(Saved entries)
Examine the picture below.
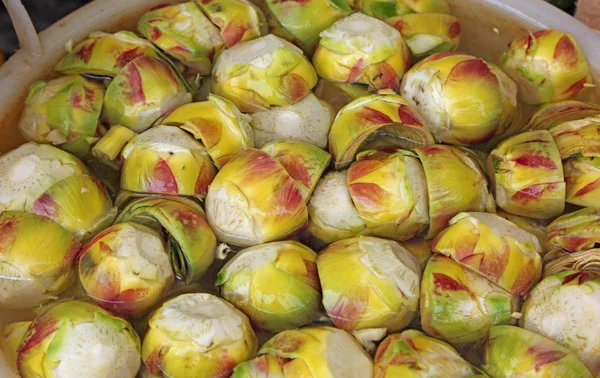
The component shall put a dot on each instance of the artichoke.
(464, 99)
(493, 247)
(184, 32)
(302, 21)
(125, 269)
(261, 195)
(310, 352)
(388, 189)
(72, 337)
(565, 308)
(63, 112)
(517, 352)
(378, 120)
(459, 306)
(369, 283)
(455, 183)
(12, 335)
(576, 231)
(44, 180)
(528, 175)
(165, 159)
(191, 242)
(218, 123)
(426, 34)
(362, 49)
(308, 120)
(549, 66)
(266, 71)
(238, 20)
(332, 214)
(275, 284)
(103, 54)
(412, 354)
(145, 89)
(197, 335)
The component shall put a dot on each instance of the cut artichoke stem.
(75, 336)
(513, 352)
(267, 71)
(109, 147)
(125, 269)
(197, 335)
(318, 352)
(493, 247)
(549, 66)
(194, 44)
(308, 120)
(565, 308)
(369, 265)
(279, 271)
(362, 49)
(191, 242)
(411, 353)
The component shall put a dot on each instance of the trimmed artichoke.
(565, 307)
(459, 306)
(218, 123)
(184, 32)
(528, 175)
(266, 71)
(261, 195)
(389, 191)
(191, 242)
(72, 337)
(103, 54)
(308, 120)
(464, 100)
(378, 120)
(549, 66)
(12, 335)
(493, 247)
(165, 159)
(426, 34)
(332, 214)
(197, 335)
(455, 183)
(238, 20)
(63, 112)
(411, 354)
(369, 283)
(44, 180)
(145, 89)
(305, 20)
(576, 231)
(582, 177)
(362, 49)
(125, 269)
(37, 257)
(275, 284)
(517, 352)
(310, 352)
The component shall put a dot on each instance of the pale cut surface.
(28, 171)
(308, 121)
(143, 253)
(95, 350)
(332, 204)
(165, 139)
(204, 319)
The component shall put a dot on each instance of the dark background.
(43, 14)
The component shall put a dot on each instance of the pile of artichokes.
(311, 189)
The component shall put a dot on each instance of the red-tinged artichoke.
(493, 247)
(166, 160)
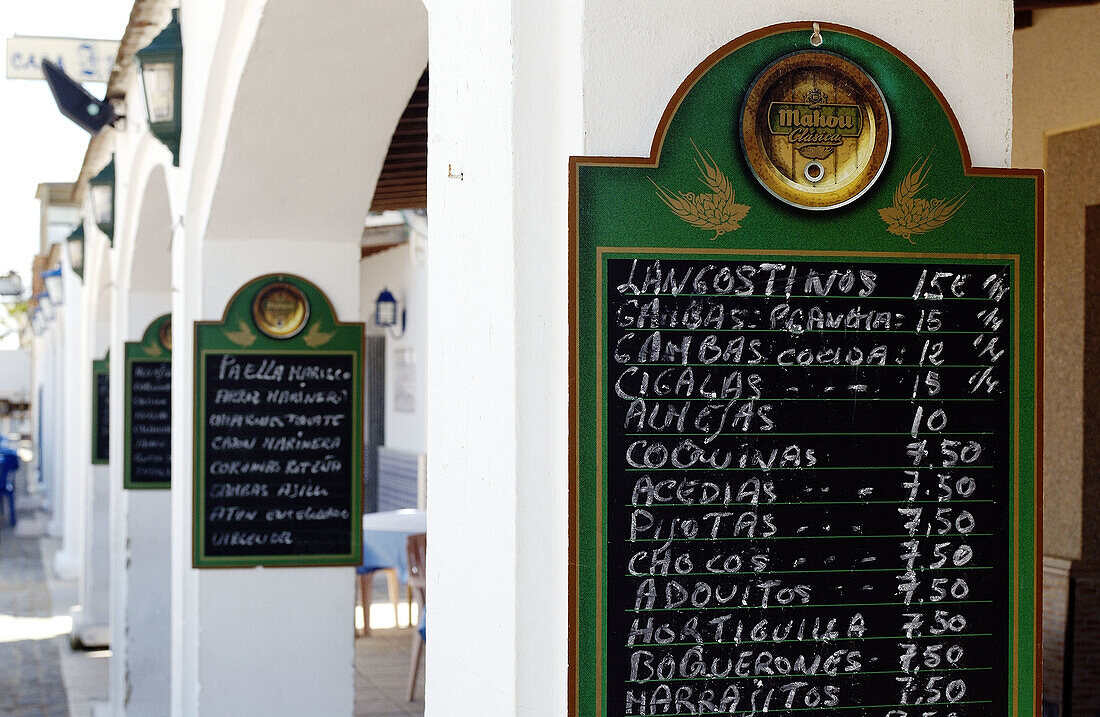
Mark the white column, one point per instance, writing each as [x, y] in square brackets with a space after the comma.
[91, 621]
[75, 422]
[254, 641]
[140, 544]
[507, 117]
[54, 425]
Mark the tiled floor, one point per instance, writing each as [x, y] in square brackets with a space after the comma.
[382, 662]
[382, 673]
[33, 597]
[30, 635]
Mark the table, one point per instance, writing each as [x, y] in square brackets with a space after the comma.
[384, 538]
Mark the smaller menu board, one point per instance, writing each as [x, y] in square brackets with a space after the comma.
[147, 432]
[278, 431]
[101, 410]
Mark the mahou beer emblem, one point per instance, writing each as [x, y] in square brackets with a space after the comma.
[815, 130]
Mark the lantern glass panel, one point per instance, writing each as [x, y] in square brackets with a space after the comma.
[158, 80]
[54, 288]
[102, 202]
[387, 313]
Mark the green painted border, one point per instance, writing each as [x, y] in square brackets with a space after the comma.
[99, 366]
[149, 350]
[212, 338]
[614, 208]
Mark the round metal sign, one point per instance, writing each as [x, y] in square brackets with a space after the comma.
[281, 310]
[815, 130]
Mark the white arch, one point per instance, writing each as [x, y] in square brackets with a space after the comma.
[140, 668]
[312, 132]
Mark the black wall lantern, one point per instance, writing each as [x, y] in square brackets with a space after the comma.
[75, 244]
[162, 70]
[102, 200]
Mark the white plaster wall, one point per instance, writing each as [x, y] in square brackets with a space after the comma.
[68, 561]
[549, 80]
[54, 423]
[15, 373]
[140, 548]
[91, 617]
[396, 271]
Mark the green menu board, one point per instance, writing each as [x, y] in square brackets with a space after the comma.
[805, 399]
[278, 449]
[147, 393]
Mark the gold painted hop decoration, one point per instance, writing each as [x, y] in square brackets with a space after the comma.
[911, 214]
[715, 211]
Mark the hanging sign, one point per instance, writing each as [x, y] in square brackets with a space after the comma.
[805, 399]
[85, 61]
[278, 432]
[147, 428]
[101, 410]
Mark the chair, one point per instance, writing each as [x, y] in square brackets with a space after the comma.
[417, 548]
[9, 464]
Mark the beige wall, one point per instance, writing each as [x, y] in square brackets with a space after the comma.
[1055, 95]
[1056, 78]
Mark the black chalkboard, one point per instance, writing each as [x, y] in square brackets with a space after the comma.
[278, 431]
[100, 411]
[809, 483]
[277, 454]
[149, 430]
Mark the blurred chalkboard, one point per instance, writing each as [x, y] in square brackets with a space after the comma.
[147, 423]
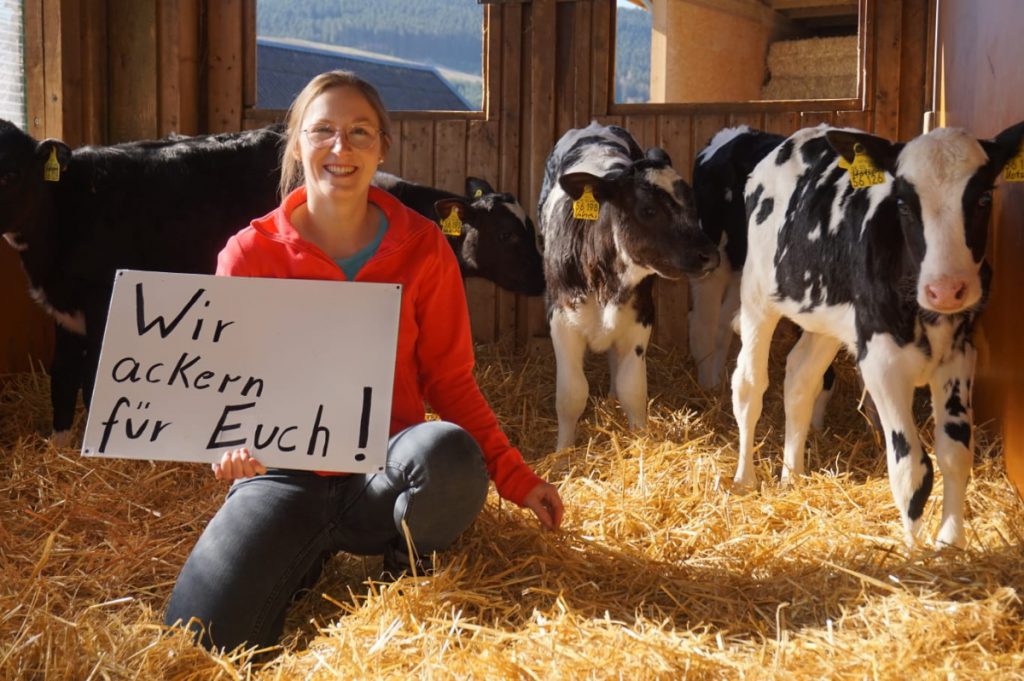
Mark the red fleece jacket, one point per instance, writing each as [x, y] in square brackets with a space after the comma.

Work request:
Please reproduce the records above exactly and leave any picture behind.

Output for this task:
Examine the picture below.
The component shall put a dot on each instance of the artichoke.
(464, 99)
(493, 247)
(184, 32)
(302, 21)
(125, 269)
(261, 195)
(310, 352)
(388, 189)
(72, 337)
(565, 308)
(63, 112)
(517, 352)
(378, 120)
(459, 306)
(369, 283)
(455, 183)
(12, 335)
(576, 231)
(44, 180)
(528, 175)
(165, 159)
(191, 242)
(218, 123)
(426, 34)
(362, 49)
(308, 120)
(549, 66)
(266, 71)
(238, 20)
(332, 214)
(275, 284)
(103, 54)
(412, 354)
(145, 89)
(197, 335)
The component shall put a dot on each instance of the cut artichoke stem.
(75, 336)
(513, 352)
(267, 71)
(109, 147)
(125, 269)
(197, 335)
(318, 352)
(493, 247)
(549, 66)
(194, 44)
(308, 120)
(565, 308)
(369, 265)
(279, 271)
(362, 49)
(191, 242)
(411, 353)
The component shall put a dot on each instance of the trimmed artichoke.
(565, 307)
(459, 306)
(218, 123)
(184, 32)
(528, 175)
(266, 71)
(261, 195)
(389, 191)
(191, 242)
(72, 337)
(103, 54)
(308, 120)
(464, 100)
(378, 120)
(549, 66)
(12, 335)
(493, 247)
(165, 159)
(426, 34)
(332, 214)
(197, 335)
(455, 183)
(238, 20)
(63, 112)
(411, 354)
(369, 283)
(44, 180)
(145, 89)
(305, 20)
(576, 231)
(582, 177)
(362, 49)
(125, 269)
(37, 257)
(275, 284)
(517, 352)
(310, 352)
The component shall put a dot on each instance of the pale cut surface.
(28, 171)
(308, 121)
(143, 253)
(95, 350)
(332, 204)
(165, 139)
(204, 319)
The component shall put a dot on each instance of the dark background.
(43, 14)
The component shall put a dot on each instance of the pile of artichokes.
(311, 189)
The component shall put a dot on each instance of the red-tinged artichoke.
(493, 247)
(166, 160)
Mark the white column, one point per instance, writing each as [x, y] in square brackets with a space after the comma.
[91, 621]
[75, 422]
[254, 641]
[140, 544]
[507, 117]
[54, 425]
Mark the tiled floor, one point per instance, writing each as [x, y] in square brackets with a space after the comma.
[382, 662]
[382, 673]
[33, 597]
[30, 635]
Mark the table, one point per instance, writing each as [x, y] in square brackets with a space after the comma.
[384, 538]
Mark the smaller menu board, one point per instance, writing each as [x, y] in square brackets with a space after the comma.
[147, 432]
[278, 431]
[101, 410]
Mark the mahou beer emblem, one point per instance, writing each as [x, y] in square brackets with a space after the comma.
[815, 130]
Mark the lantern glass panel, one point per instance, writing each as [x, y] in square brackets with a space after the comma.
[158, 80]
[54, 288]
[102, 202]
[387, 313]
Mark the green painted border, one point per instance, writing each as [x, y] in square brackets with a space after the comma.
[99, 366]
[149, 350]
[212, 338]
[614, 208]
Mark the round metal sign, one point per instance, writing each as [x, y] in square brackets with a space after the comma.
[281, 310]
[815, 130]
Mark the white arch, one point per instance, writing each as [x, y] in square brackets with a space after the comma.
[140, 668]
[312, 132]
Mark the black wall lantern, one point per instance, writing each as [x, y] in square brackets with a space after the comma.
[75, 244]
[162, 70]
[102, 200]
Mark the white plaster wall, one point per instance, writing each as [x, y] in square brackets with a space after the comma.
[68, 561]
[549, 80]
[54, 423]
[15, 373]
[140, 548]
[91, 617]
[396, 271]
Mark the green menu board, one point per instance, writing each as [x, y] in square brackets with a space after the comma.
[805, 399]
[278, 449]
[147, 393]
Mark the gold painted hop decoration, one point per instance, writing each as [x, y] in square brackets with a space after the comma.
[911, 214]
[715, 211]
Mark the hanging sign, one point per instance, writing each as [x, y] in square brackets with a space after the comma.
[805, 399]
[85, 61]
[278, 432]
[147, 428]
[101, 410]
Mark the chair, one point per instance, writing each as [x, y] in square brackets with a space after the comma.
[417, 548]
[9, 464]
Mark the beige wall, one point per instance, writing each as [x, y] in square brackets with a space after the comma.
[1055, 95]
[1056, 78]
Mark the black chalkboard, one point per instance, writing each as [x, y] in square brackets with a space after the comma.
[278, 431]
[100, 411]
[809, 483]
[277, 454]
[149, 430]
Mark the blurred chalkboard, one point per instance, writing each as [x, y] in square brackets with a space after the comma.
[147, 423]
Mark the red fleece jacket, one point per instance, writing each as [x, y] in square brackets with a space after the comma.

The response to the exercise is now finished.